##### Selected extract

So, the elderly gentleman came riding down the allergy medication aisle at a normal speed in his Hoveround. It wasn’t exactly a Hoveround. It was one of those riding contraptions that stores make available to people who need assistance walking.
He wore an army fatigue jacket and scraggly beared. The man stopped short of having a head on collision with my buggy, looked at me inquisitively and asked, “Whey you from?”
Thinking that he recognized the name on my t-shirt (I was wearing gear from my publishing company, Kenely Books, named after my mom and dad) I smiled and without hesitation answered “Sumter, South Carolina.”
He then apologized for a pile of spit that had formed in the corner of his mouth, wiped that pile of spit with the back of his hand, and continued with a heavy tongue, “…you ever heard of Hendersonville…….North Carolina?”

##########
##### Raw data

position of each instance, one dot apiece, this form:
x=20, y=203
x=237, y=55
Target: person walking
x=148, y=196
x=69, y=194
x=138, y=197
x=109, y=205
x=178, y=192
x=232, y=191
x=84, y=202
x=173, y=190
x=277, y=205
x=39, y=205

##########

▸ **Activity list**
1 – In the store anecdote, what place does the narrator name when asked "Whey you from?"
2 – Quote the store anecdote word for word, beginning at the words "So, the elderly" and stopping after "need assistance walking.".

▸ **Answers to the exercise**
1 – Sumter, South Carolina.

2 –
So, the elderly gentleman came riding down the allergy medication aisle at a normal speed in his Hoveround. It wasn’t exactly a Hoveround. It was one of those riding contraptions that stores make available to people who need assistance walking.